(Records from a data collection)
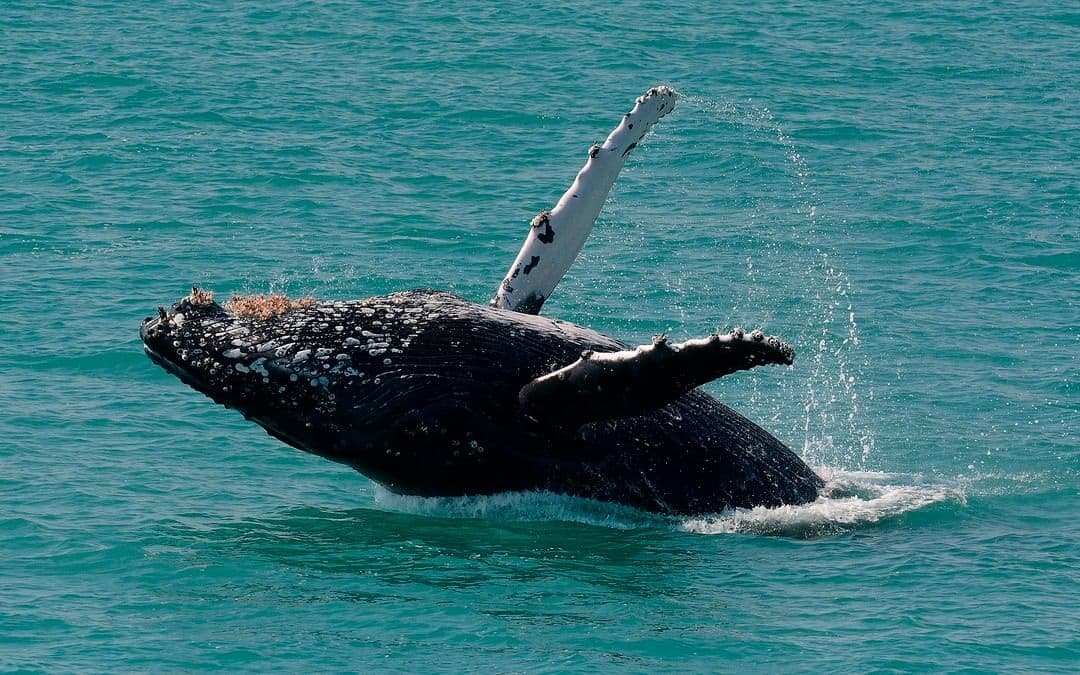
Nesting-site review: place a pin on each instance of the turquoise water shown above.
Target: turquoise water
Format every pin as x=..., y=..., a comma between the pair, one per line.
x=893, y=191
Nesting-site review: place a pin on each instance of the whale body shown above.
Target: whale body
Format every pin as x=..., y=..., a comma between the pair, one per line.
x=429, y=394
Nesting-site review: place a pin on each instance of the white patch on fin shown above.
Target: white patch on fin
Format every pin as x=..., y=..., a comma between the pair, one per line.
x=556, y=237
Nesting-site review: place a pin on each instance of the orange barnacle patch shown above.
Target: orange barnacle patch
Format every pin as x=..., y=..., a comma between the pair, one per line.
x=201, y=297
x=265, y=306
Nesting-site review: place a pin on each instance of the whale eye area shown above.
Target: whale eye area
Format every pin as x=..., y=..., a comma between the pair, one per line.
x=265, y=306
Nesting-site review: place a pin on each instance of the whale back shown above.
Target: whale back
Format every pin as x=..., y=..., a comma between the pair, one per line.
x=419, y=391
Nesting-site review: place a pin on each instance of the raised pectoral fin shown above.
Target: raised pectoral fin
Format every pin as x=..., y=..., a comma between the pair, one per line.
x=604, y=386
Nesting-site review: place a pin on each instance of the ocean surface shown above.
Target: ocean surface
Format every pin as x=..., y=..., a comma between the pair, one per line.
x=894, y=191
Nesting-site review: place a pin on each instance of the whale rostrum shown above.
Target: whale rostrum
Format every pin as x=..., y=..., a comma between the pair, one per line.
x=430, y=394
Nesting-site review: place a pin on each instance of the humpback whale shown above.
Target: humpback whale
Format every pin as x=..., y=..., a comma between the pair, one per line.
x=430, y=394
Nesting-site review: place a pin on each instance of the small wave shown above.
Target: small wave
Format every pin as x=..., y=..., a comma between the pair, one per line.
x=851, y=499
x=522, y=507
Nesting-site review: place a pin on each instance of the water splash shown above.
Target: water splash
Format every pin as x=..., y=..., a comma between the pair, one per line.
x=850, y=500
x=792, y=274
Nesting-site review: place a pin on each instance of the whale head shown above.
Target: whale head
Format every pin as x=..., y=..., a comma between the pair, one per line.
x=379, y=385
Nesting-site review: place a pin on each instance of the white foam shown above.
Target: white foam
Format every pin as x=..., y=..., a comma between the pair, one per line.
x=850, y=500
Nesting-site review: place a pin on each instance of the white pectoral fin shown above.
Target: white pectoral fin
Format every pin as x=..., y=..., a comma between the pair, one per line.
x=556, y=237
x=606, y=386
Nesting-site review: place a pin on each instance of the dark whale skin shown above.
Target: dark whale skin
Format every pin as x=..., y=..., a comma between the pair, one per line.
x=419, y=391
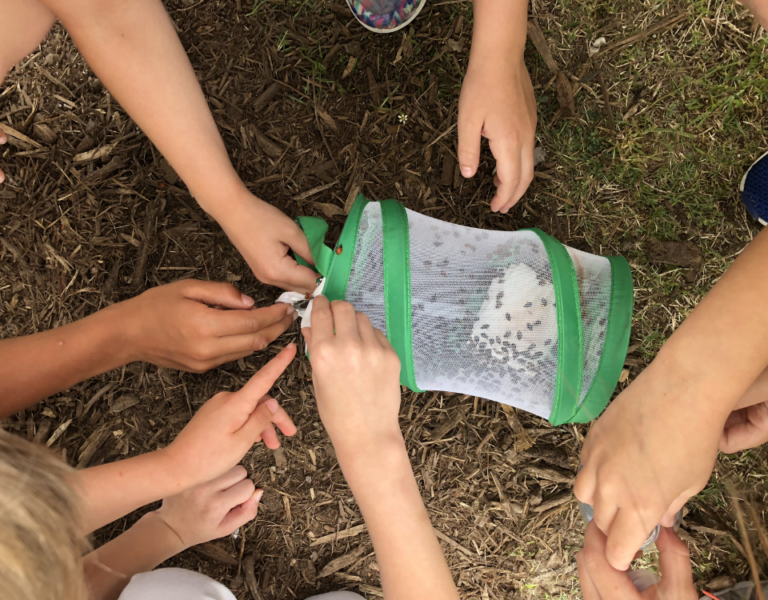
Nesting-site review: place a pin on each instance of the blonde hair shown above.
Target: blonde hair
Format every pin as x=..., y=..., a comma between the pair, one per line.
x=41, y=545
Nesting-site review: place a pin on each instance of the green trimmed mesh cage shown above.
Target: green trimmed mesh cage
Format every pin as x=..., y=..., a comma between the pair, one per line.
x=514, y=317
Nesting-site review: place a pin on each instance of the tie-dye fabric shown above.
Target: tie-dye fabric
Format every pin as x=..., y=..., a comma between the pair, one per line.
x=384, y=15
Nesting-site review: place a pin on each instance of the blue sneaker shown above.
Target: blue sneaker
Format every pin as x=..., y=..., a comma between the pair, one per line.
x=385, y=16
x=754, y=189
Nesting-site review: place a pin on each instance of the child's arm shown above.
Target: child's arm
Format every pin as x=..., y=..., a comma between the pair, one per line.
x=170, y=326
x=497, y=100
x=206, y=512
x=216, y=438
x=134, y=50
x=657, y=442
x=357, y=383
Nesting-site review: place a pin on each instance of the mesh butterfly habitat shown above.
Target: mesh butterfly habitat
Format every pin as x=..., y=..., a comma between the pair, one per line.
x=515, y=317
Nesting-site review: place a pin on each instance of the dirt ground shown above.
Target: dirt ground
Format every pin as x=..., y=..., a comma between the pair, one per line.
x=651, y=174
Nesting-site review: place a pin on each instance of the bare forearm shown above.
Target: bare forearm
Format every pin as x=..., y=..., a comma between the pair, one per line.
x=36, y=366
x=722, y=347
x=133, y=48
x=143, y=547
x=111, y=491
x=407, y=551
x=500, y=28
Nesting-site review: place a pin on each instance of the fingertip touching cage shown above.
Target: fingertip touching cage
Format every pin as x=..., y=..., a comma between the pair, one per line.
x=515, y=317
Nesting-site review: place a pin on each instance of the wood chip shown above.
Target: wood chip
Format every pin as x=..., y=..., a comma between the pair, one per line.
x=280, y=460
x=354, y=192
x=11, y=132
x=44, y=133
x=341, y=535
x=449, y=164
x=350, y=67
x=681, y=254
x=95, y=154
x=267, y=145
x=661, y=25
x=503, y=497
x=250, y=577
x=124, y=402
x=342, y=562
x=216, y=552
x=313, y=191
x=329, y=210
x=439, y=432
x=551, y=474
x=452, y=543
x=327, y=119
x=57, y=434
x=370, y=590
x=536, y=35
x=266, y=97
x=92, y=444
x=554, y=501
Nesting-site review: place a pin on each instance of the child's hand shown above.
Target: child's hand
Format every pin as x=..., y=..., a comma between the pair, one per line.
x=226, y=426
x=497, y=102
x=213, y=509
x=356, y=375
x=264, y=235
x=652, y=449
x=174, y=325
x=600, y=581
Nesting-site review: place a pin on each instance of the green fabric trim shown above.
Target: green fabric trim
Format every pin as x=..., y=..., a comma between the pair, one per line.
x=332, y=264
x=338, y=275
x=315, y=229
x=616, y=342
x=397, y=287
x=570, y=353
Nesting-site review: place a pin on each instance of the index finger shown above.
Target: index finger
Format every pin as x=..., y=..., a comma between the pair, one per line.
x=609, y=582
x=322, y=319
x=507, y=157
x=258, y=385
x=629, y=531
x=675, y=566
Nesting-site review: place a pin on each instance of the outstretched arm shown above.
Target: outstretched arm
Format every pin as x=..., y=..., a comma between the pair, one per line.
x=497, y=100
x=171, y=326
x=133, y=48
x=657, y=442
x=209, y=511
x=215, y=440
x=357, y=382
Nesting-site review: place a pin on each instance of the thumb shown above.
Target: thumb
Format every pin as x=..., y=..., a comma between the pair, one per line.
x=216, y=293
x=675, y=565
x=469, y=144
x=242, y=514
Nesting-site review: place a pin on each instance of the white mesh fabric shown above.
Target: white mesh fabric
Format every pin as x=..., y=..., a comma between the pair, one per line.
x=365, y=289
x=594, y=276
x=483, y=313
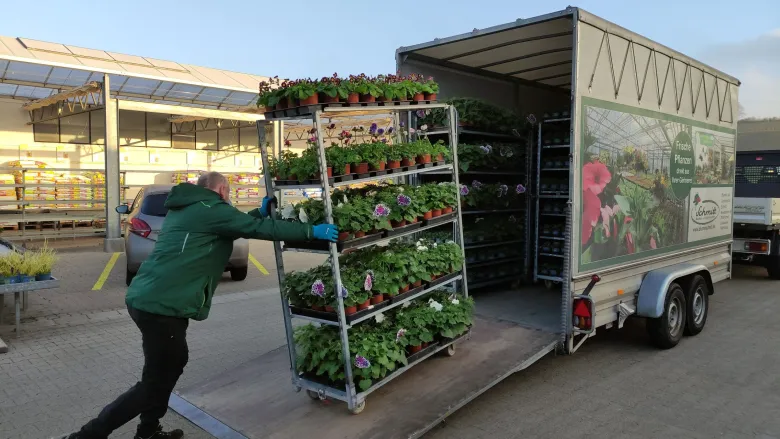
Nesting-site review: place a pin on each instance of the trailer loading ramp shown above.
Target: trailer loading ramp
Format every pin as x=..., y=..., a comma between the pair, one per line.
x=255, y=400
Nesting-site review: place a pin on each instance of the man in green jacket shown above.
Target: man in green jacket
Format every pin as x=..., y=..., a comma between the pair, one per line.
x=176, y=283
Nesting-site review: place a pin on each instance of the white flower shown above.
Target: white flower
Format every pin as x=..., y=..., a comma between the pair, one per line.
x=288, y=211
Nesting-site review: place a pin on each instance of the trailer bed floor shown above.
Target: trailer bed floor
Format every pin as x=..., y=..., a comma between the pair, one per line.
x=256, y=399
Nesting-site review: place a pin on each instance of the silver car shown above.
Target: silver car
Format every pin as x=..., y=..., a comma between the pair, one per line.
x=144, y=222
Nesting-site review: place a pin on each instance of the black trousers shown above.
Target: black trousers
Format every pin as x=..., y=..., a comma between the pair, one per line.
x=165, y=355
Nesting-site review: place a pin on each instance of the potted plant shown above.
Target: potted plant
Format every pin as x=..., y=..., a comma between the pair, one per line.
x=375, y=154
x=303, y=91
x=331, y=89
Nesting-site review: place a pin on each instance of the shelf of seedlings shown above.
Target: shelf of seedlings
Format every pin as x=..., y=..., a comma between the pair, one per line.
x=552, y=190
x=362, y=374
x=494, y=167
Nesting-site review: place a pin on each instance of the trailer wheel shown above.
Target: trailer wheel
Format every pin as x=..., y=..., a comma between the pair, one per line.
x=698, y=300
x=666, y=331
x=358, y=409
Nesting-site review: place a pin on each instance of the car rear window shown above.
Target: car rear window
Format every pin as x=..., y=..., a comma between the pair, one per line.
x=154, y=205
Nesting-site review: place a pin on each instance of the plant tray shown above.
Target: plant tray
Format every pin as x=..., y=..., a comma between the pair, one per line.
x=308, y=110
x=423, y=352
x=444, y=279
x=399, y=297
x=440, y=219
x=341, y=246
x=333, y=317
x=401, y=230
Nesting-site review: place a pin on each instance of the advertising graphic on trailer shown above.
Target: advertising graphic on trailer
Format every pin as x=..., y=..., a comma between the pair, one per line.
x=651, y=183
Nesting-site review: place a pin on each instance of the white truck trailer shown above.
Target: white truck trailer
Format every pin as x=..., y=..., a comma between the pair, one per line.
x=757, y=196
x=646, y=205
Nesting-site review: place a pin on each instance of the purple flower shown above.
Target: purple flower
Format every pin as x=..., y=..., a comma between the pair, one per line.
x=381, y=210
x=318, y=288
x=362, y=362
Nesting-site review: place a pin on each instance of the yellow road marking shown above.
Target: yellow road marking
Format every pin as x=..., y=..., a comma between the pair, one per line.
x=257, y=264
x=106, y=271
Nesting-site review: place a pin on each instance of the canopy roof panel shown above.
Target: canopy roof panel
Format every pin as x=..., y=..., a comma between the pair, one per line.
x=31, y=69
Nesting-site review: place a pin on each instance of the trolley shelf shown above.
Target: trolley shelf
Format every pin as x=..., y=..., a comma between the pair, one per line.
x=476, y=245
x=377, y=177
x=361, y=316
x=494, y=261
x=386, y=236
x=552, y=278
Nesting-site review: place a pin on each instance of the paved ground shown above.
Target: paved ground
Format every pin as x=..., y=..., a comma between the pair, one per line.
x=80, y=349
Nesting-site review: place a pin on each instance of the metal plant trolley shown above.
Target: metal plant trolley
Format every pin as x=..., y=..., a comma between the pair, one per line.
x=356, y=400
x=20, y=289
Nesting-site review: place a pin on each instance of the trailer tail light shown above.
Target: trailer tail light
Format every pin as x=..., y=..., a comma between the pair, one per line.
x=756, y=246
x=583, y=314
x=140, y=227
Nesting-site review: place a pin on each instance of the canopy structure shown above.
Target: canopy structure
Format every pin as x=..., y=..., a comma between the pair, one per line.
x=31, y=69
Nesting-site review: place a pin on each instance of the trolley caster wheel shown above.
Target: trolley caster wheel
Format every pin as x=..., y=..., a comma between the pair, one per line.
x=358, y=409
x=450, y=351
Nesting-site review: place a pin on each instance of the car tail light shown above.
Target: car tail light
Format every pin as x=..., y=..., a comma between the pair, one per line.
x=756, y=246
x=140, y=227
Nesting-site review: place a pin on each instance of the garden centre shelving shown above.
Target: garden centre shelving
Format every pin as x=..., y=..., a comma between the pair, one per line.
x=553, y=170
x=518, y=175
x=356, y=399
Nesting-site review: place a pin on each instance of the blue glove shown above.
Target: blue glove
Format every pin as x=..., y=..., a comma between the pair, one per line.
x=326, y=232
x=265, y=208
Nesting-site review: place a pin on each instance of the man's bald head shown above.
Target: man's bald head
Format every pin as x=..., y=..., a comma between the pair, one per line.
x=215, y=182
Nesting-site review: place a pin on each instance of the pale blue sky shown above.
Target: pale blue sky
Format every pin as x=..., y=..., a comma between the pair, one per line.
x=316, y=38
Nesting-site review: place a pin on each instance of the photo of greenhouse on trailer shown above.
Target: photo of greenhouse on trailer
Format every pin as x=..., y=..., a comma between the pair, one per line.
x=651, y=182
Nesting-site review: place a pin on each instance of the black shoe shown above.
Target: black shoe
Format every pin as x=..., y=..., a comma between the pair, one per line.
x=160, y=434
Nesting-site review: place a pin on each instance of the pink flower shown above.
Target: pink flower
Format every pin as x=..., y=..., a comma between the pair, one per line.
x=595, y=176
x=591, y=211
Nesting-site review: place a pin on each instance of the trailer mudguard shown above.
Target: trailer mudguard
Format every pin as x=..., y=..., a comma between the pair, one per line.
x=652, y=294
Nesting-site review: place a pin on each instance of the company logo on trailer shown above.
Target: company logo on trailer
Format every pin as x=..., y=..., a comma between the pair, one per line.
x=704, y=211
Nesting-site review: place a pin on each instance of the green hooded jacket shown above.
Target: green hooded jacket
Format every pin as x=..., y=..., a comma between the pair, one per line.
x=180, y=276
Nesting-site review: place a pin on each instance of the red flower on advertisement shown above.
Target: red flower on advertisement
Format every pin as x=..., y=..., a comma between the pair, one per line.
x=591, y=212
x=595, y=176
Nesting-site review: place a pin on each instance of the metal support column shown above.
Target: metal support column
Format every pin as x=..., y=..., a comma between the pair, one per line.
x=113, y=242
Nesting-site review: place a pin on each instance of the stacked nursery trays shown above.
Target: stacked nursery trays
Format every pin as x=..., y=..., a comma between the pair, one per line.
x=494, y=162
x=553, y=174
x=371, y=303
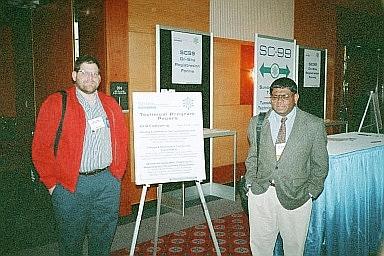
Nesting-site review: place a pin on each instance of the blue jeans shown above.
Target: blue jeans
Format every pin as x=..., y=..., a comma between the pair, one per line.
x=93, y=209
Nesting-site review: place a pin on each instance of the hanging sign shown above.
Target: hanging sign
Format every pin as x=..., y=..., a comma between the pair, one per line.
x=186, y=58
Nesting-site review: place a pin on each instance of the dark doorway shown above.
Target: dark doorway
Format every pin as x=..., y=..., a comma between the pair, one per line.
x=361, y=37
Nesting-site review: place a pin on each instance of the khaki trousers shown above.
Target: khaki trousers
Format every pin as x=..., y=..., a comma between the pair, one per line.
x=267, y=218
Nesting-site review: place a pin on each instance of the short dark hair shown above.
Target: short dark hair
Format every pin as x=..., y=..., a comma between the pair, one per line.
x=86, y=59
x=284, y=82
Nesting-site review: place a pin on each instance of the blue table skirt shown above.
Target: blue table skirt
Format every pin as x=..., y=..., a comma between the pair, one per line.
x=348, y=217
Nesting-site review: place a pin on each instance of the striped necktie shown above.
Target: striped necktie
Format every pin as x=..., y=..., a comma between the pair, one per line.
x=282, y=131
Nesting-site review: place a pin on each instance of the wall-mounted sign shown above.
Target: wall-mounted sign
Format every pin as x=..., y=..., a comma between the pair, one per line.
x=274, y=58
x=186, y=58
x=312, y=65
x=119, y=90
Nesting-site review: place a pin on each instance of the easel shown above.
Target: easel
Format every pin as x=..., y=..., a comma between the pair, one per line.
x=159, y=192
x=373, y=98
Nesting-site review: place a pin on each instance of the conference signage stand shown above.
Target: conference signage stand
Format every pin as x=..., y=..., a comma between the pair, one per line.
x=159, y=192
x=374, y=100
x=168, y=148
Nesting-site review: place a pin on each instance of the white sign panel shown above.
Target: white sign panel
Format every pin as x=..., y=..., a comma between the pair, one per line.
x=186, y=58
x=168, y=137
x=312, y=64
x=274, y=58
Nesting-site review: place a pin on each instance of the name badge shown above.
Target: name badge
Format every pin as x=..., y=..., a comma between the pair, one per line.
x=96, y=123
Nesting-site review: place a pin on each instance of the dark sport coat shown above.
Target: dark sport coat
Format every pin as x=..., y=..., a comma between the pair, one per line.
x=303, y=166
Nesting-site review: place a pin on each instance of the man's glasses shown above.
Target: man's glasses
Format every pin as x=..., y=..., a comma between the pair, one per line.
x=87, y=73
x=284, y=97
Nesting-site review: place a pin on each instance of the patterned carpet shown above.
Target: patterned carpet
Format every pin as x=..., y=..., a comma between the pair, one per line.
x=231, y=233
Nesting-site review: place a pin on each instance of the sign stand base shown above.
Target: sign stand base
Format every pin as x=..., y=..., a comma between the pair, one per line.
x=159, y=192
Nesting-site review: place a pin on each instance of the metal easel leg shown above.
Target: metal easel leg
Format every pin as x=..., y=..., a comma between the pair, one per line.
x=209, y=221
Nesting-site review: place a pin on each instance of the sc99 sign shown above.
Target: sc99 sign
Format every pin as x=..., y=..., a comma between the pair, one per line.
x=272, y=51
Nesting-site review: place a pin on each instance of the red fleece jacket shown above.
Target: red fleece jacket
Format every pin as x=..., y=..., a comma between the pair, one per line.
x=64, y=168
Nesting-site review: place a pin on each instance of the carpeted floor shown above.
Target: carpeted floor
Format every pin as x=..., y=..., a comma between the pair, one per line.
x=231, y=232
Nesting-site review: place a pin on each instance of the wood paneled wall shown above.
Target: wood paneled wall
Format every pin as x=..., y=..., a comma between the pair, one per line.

[What to do]:
All that is needed is the exact run of lines above from the line containing "Target: dark doorway" through the line containing "Target: conference signage stand", both of them included.

[Output of the exercise]:
Target: dark doorway
Format every pin as x=..., y=..., a comma between the pair, one per line.
x=361, y=37
Nesting-site review: place a pin on each instance of the khaki trousers shown above.
Target: khaki trousers
Format every pin as x=..., y=..., a comma between the pair, one per line.
x=267, y=218
Nesting-site review: place a pin on each instance of the short dark hair shown above.
Target: short dark hair
Format every pin as x=..., y=..., a comma between the pair, one per line.
x=86, y=59
x=284, y=82
Nesting-site review: place a pin on each instance of the blue table skirt shown above.
Target: blue table skirt
Format every pin as x=..., y=..., a comma between the pair, one per line.
x=348, y=217
Nesting-site review: place a pin on each instance of the striped necktie shown above.
Target: striped necktie
Format every pin as x=..., y=..., a comma between the pair, one per line.
x=282, y=131
Nesting-site review: place a pin on each instance of the wall-mounted sign shown above.
Target: wall-mounted sign
Format every pin as x=..., y=..., a comma between the pair, one per line.
x=274, y=58
x=186, y=58
x=312, y=65
x=119, y=90
Nesting-site review: place a pin on each instance of the easel shown above.
Target: easel
Format every pin as x=..., y=..., a comma between the pair, one per line.
x=159, y=192
x=373, y=98
Nesting-site review: place a pin on each instance of the conference signage stand shown above.
Target: conference signage stand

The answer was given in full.